By mentioning it here, it'll become something else, entirely.

Damn it.

4 comments:

Anonymous said...

Hitchcock *did* shoot on location, of course, very famously: Vertigo, The Birds, Shadow of a Doubt were all (I think!) filmed in Northern California.

Cooking poems: read "Onions" by William Matthews.

Paul said...

Yes, Vertigo being my favorite film, probably, makes grand use of San Francisco. But so often in films like The Man Who Knew Too Much there are wonderful scenes shot in a Marakesh bazaar, followed by scenes shot in front of back projected footage of the same bazaar, with the actors obviously walking in place. Still, a film like Rear Window was shot entirely on set and masterfully so. I'm not complaining, really, about this; it's just interesting.

Paul said...

Oh, and "Onions" is a great poem. Matthews is a favorite poet.

LKD said...

When I was just a little girl, I asked my mother what will I be. Will I be pretty, will I be rich? Here's what she said to me. Que sera sera! What ever will be will be! The future's not ours to see. Que sera sera!

Oh, I love that song.

_Data shown_.
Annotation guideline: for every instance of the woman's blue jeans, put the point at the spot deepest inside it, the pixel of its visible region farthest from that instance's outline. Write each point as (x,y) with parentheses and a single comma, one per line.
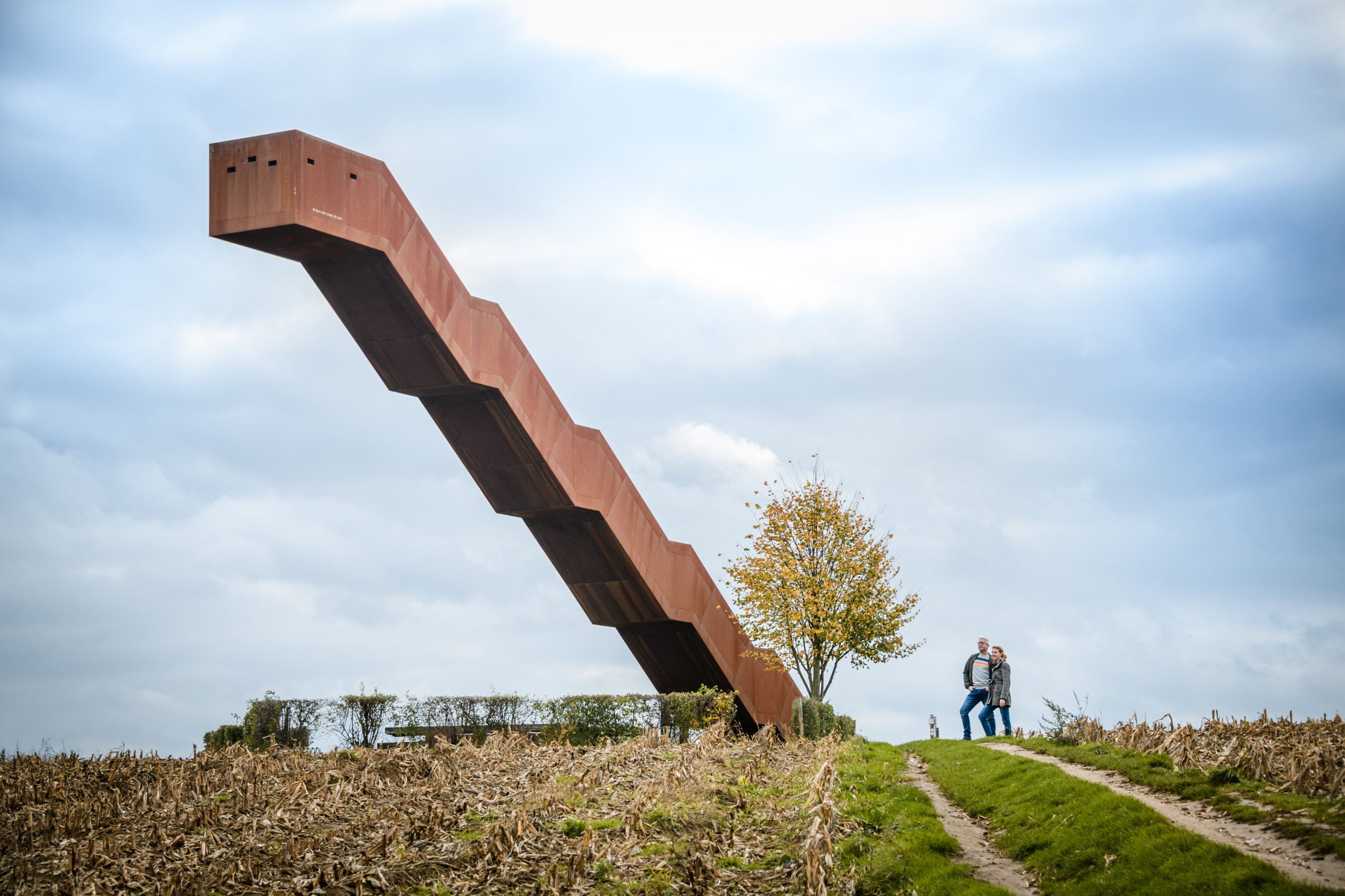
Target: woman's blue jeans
(988,719)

_Short task 1_. Please extract the passage of the Hitchcock comments from "Anonymous said..." up to and including "in Northern California.".
_Short task 2_. In one to three sentences, explain what support the first commenter in the Hitchcock comments gives for saying that Hitchcock shot on location.
The data is separate from the Hitchcock comments.

_Task output 1_.
Anonymous said...

Hitchcock *did* shoot on location, of course, very famously: Vertigo, The Birds, Shadow of a Doubt were all (I think!) filmed in Northern California.

_Task output 2_. The commenter names Vertigo, The Birds and Shadow of a Doubt as examples. The commenter believes, though not with full certainty, that all three were filmed in Northern California.